## [EXTRACT TO READ]
<<<<

Meacher rejects the official explanation that the successive US wars in Afghanistan and Iraq represented Washington’s response to the attacks on the Pentagon and New York City’s Twin Towers, declaring, “The truth may be a great deal murkier.”
He begins by citing a document issued in 2000 by the right-wing Washington think tank, the Project for a New American Century (PNAC), an outfit that served as the Republican administration’s national security establishment-in-waiting until its ideas could be implemented following the installation of Bush as president in 2001.
Entitled, “Rebuilding America’s Defenses,” the central plans of this document were incorporated directly into Bush’s “National Security Strategy of the United States” issued in September 2001, which advanced the strategy of “preventive war.”
Describing the document as a “blueprint for the creation of a global Pax Americana,” Meacher writes: “The plan shows Bush’s cabinet intended to take military control of the Gulf region whether or not Saddam Hussein was in power. It says ‘while the unresolved conflict with Iraq provides justification, the need for a substantial American force presence in the Gulf transcends the issue of the regime of Saddam Hussein.”
The document, he notes, includes the warning that it would be difficult to win public support for a military campaign to transform the US into “tomorrow’s dominant force” without “some catastrophic and catalyzing event—like a new Pearl Harbor.” With September 11, the administration had just such an event: “The 9/11 attacks allowed the US to press the ‘go’ button for a strategy in accordance with the PNAC agenda which it would otherwise have been politically impossible to implement.”
Having established the political motive for welcoming some form of terrorist provocation on US soil, Meacher goes on to raise substantive questions about the official US response to the ample warnings of impending acts of terrorism as well as to the attacks themselves. He carefully documents each of his charges with specific references to reports that appeared in the mainstream media.
“First, it is clear the US authorities did little or nothing to pre-empt the events of 9/11,” writes the British Parliament member. “It is known that at least 11 countries provided advance warning to the US of the 9/11 attacks. Two senior Mossad experts were sent to Washington in August 2001 to alert the CIA and FBI to a cell of 200 terrorists said to be preparing a big operation (Daily Telegraph, September 16, 2001). The list they provided included the names of four of the 9/11 hijackers, none of whom was arrested.”

>>>>

## [DIRECTIONS]
1: Reproduce word for word the passage on Meacher's case about the 9/11 wars, from "Meacher rejects the" up to and including "president in 2001.".
2: Write the next stretch of the article on Meacher's account of the 9/11 attacks, picking up after its final sentence.

## [MATERIAL PROVIDED]
<<<<

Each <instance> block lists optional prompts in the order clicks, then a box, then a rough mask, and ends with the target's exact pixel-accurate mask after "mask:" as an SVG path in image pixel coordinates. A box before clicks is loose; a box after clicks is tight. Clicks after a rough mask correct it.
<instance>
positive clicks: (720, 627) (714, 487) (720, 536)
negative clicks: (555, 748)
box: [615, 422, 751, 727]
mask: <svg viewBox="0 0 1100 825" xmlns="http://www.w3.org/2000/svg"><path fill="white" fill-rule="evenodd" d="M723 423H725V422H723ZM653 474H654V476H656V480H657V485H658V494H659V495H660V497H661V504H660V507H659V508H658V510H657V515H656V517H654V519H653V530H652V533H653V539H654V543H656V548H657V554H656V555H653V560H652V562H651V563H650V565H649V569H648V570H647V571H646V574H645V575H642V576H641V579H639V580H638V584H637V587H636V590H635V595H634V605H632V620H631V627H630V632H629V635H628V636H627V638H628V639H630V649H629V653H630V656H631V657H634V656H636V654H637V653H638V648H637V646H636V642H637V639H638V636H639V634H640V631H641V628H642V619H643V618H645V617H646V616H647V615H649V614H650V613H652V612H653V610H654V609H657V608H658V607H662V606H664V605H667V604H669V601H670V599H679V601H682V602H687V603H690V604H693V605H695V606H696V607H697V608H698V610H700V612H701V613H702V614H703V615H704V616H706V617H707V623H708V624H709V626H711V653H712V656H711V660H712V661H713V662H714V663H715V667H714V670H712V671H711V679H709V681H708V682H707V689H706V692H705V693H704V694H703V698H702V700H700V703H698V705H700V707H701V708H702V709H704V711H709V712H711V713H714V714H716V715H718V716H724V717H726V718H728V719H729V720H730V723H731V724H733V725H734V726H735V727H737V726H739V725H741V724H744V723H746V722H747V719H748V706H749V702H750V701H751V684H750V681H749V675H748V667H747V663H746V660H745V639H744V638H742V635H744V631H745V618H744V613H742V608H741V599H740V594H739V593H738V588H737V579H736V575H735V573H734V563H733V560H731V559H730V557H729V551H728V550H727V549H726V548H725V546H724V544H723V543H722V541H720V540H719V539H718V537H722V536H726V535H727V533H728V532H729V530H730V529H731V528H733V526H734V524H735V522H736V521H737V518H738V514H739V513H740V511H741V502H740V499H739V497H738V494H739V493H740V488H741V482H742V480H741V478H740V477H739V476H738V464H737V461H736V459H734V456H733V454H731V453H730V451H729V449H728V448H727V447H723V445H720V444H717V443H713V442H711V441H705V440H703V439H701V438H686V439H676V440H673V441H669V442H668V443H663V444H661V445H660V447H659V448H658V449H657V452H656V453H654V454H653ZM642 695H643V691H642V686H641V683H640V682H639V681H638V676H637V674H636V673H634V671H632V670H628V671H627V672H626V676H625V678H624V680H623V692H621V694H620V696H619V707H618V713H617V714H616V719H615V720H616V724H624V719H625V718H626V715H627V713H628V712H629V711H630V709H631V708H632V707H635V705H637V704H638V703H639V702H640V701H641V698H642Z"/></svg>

>>>>

## [YOUR RESPONSES]
1:
Meacher rejects the official explanation that the successive US wars in Afghanistan and Iraq represented Washington’s response to the attacks on the Pentagon and New York City’s Twin Towers, declaring, “The truth may be a great deal murkier.”
He begins by citing a document issued in 2000 by the right-wing Washington think tank, the Project for a New American Century (PNAC), an outfit that served as the Republican administration’s national security establishment-in-waiting until its ideas could be implemented following the installation of Bush as president in 2001.

2:
Against the Bush administration’s repeated claims that no one had ever contemplated the use of hijacked airplanes to carry out terrorist attacks, Meacher cites 1996 and 1999 intelligence reports that warned precisely of such a threat.
He also raises the question of whether US intelligence had undisclosed connections with those alleged to have organized the hijacking, dating back to the war against the Soviet-backed regime in Afghanistan. “Fifteen of the 9/11 hijackers obtained their visas in Saudi Arabia,” Meacher writes. “Michael Springman, the former head of the American visa bureau in Jeddah, has stated that since 1987 the CIA has been illicitly issuing visas to unqualified applicants from the Middle East and bringing them to the US for training in terrorism for the Afghan war in conjunction with Bin Laden (BBC, November 6, 2001). It seems this operation continued after the Afghan war for other purposes. It is also reported that five of the hijackers received training at secure US military installations in the 1990s (Newsweek, September 15, 2001).”
The British Labourite points to the well-known decision of the FBI in Washington to suppress an investigation into Zacarias Moussaoui (now dubbed the 20th hijacker by US prosecutors) despite a warning from a local agent that he could be part of a plot to crash a plane into the Twin Towers.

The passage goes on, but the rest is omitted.